Doug Faust, executive director of the Decatur Housing Authority, addresses the assembled guests at the Grand Opening of Trinity Walk, the DHA’s redevelopment of the former Gateway Manor and Oakview apartments at 121 West Trinity Place in downtown Decatur. Seated behind Faust are (L-R): Fred Boykin, City of Decatur Mayor Pro Tem, Dakar Gibbs, Bank of America senior vice president and David Pedrick, Southface senior technical project manager. Photo by Judith Vanderver Photography

Decatur, GA — The Decatur Housing Authority will be taking on two senior affordable housing projects in Decatur and Atlanta. To complete the projects, the city of Decatur will issue revenue bonds by the Decatur Housing Authority for the acquisition, rehabilitation and operation of Philips Tower and Calvin Court.

The city commission approved the issuance of the bonds at its Sept. 6 meeting. The city will have no financial obligations for the bonds.

“We do not, shall not, will not ever have any kind of indebtedness because of these bonds,” City Manager Andrea Arnold said.

Philips Tower is located at 218 E. Trinity Place, and the multifamily housing bonds would be for $35 million. Philips Tower was built in 1971 and has 219 one-bedroom units. About 30 units may be converted to project-based vouchers.

Calvin Court is located at 479 E. Paces Ferry Road NE in Atlanta, and the multifamily housing bonds would be for $35 million. The property was built in 1970 and is made up of 116 efficiency units and 121 one-bedroom units. Ninety-two units are under a HAP Section 8 contract, and the remaining 145 units can be converted to project-based vouchers. About 130 units are expected to be eligible for the new project-based vouchers.

“The Housing Authority has a Housing Assistance Payments contract on each of the two properties. We don’t assist all the units, but we are able to assist about 125 in the Calvin Court project and about 25 here in Decatur,” DHA Executive Director Doug Faust said. “There are other subsidized units that HUD has a direct HAP contract on, and those units will all still continue to be affordable and still all be calculated at 30% of someone’s income.”

Since Calvin Court is located in the city of Atlanta, DHA will also have to get approval from the Atlanta City Council for the issuance of the bonds. The Decatur City Commission has to approve the bonds since DHA is based in Decatur.

“The IRS does require the governmental unit having jurisdiction over the issuer, which is the city commission…to approve the issuance of the revenue bonds. That’s even if the development or the project is outside of the city limits,” Arnold said.

Hallmark Development Partners and SCG Development Partners plan to renovate the property, including interior unit repairs and replacements, exterior work, and repairs and replacements in common areas. The developers have a preliminary budget of about $57 million for Philips Tower and about $60 million for Calvin Court, according to memos from Faust.

Presbyterian Homes of Georgia has owned and managed the properties as affordable housing for a while and will continue to do so long term.

Point annotations for photos:

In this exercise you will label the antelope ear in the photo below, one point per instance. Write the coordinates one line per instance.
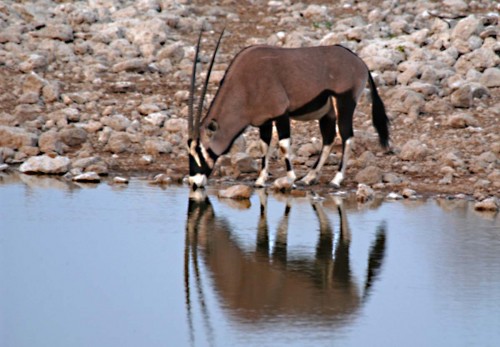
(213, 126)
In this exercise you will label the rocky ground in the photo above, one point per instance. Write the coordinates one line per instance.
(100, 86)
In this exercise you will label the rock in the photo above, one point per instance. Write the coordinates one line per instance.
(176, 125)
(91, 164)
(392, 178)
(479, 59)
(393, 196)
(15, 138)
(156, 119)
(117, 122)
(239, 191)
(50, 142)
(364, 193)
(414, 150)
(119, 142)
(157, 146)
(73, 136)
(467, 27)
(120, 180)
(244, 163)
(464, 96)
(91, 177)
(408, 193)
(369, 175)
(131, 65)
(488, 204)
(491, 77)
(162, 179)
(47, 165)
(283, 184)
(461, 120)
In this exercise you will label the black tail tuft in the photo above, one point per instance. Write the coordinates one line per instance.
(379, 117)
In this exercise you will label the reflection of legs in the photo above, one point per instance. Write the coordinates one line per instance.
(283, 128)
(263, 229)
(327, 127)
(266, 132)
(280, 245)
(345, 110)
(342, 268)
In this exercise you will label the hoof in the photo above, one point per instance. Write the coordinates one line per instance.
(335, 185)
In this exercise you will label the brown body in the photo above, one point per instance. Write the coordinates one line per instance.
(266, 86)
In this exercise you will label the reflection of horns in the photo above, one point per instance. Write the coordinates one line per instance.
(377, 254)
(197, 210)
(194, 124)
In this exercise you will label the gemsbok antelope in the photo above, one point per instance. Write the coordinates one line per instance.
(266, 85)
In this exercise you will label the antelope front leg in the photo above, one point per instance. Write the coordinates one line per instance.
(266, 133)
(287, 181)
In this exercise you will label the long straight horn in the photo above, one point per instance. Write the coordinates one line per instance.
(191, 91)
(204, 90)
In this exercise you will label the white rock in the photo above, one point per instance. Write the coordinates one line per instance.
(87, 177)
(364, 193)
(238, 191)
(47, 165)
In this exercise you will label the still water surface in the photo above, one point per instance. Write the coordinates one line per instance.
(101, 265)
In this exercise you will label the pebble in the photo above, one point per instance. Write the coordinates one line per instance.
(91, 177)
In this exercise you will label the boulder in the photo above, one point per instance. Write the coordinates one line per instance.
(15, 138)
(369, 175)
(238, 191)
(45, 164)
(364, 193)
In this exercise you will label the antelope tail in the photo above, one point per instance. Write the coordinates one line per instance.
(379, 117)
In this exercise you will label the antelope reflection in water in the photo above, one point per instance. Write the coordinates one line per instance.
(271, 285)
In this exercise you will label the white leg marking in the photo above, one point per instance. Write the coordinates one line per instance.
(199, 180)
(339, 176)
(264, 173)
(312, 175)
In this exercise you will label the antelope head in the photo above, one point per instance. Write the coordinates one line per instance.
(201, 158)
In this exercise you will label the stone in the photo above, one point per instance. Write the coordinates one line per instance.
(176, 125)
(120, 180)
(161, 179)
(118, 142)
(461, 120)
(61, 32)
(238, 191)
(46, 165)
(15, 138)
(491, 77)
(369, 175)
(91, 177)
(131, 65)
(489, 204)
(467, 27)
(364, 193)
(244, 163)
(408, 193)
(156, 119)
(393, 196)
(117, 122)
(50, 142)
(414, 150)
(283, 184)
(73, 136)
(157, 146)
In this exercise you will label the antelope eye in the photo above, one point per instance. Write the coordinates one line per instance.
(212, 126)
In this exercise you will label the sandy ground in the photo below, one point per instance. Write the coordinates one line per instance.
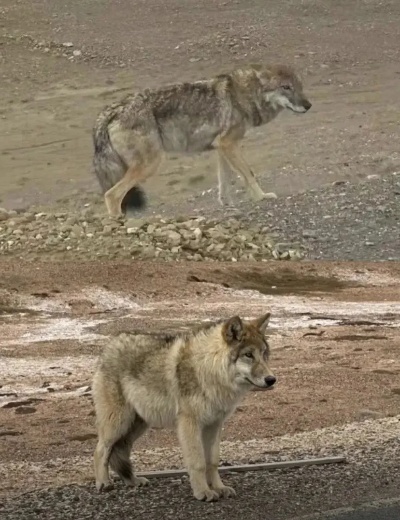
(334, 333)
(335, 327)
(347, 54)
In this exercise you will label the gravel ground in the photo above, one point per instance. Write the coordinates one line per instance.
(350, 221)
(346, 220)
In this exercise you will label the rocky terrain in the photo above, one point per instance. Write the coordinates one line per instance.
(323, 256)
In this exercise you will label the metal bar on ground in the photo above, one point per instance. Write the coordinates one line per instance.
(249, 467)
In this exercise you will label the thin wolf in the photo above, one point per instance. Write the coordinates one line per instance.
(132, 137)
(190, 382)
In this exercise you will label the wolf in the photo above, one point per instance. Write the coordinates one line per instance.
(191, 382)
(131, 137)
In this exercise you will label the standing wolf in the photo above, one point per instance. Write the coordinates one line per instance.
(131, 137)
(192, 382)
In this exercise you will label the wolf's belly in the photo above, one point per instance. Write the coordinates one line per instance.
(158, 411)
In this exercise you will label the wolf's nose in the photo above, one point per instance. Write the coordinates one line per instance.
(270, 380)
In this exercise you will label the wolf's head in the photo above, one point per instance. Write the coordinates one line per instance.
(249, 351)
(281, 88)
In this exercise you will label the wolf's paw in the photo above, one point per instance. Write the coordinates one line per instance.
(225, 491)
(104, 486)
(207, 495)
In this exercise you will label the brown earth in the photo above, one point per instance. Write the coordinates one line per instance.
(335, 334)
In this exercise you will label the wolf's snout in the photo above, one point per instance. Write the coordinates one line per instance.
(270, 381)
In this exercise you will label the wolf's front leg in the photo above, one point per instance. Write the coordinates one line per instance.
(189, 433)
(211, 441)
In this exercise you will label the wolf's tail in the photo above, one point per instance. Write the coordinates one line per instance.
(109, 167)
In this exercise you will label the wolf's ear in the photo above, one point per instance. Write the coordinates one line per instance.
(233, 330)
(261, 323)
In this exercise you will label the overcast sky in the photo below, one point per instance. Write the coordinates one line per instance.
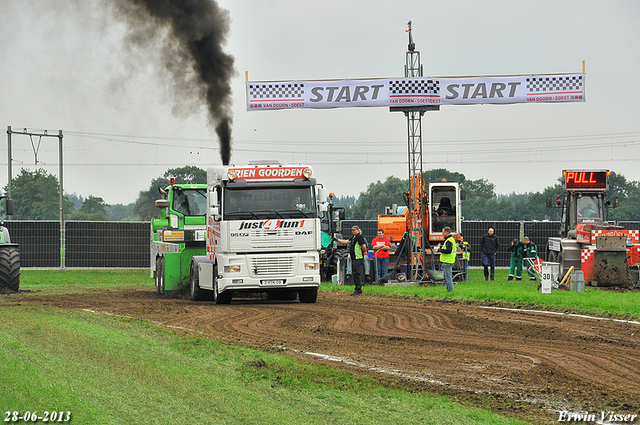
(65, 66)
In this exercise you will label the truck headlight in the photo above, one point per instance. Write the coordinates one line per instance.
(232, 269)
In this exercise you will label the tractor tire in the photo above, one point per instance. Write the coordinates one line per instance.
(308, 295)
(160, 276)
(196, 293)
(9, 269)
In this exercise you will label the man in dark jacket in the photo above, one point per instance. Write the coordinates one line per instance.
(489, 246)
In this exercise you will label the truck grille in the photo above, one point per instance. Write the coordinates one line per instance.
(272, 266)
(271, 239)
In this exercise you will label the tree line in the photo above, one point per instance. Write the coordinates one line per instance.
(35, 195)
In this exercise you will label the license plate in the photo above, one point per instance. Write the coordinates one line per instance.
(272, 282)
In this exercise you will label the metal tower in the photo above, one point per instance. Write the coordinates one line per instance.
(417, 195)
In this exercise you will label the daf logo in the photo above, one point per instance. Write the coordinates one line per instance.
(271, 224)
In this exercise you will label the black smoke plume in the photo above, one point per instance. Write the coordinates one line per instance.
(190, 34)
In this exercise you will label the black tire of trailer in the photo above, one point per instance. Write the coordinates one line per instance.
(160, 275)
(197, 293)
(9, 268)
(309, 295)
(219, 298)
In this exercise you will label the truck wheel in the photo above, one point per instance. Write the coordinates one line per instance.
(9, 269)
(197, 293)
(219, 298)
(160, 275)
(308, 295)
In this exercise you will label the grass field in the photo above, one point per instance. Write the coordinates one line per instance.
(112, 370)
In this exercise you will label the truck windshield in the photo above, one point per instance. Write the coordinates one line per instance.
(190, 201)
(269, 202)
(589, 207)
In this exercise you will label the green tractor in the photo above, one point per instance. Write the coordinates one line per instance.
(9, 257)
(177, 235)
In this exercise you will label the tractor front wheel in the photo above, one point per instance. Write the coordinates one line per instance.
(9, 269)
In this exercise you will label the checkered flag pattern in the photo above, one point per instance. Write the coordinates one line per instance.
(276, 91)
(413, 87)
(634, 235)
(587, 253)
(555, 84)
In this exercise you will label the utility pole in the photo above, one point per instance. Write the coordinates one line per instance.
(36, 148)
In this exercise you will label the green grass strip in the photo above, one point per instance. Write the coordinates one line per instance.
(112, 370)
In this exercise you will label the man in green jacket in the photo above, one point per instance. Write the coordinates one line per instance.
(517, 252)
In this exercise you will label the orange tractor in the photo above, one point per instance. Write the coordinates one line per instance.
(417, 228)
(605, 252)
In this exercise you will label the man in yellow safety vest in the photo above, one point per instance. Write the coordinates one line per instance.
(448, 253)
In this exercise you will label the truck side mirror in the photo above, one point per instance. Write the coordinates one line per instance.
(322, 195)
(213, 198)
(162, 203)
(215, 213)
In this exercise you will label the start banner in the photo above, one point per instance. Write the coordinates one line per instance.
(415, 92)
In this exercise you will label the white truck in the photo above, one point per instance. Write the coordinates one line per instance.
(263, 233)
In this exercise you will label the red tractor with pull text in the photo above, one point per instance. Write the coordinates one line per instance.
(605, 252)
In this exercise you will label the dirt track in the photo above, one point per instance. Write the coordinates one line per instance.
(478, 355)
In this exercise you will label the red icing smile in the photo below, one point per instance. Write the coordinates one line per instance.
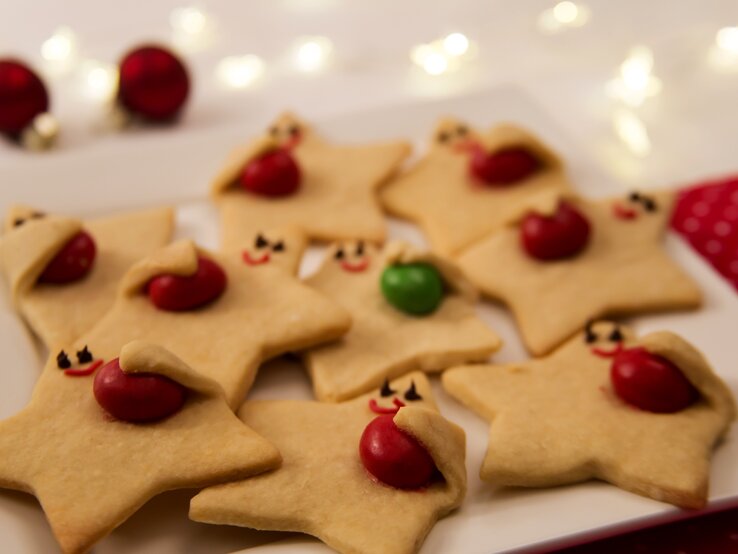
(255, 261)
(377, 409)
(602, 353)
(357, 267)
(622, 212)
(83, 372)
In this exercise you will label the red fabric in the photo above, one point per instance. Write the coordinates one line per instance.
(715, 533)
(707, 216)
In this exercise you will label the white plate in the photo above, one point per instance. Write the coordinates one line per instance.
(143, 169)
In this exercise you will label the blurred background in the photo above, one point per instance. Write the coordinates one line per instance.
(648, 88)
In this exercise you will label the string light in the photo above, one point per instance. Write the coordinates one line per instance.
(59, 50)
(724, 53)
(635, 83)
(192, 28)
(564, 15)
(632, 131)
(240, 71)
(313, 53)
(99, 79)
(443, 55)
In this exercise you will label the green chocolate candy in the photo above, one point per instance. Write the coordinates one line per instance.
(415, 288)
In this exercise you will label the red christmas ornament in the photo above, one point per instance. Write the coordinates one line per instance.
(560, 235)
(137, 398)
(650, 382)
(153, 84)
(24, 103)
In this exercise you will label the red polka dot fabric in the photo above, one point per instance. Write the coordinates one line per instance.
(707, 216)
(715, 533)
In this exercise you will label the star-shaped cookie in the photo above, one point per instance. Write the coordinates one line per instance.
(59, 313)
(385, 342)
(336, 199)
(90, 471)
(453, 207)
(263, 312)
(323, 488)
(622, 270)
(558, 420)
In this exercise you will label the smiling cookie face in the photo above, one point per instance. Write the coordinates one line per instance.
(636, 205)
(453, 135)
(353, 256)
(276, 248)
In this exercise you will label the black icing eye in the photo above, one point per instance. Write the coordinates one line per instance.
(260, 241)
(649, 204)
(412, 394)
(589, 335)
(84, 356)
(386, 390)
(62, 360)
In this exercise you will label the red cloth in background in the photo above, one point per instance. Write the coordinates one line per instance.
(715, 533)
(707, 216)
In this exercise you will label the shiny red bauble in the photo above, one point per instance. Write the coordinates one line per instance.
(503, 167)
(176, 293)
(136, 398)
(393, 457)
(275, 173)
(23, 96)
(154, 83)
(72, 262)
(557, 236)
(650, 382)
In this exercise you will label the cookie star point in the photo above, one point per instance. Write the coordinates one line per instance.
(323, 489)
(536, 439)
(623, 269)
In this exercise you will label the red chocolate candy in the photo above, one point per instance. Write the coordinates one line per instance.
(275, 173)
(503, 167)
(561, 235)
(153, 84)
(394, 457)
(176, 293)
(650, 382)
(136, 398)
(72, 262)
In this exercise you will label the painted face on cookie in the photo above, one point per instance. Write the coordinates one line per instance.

TASKS TO PERFORM:
**A)** According to the article on the housing bonds, why must the Decatur City Commission approve the bonds for Calvin Court even though that property is in Atlanta?
**B)** List every person in the article on the housing bonds who is identified with a job title, along with that title.

RESULTS OF THE EXERCISE:
**A)** The Decatur Housing Authority, which issues the bonds, is based in Decatur. The IRS requires the governmental unit with jurisdiction over the issuer to approve the issuance of revenue bonds, even when the project is outside the city limits.

**B)**
- Doug Faust: executive director of the Decatur Housing Authority
- Fred Boykin: City of Decatur Mayor Pro Tem
- Dakar Gibbs: Bank of America senior vice president
- David Pedrick: Southface senior technical project manager
- Andrea Arnold: City Manager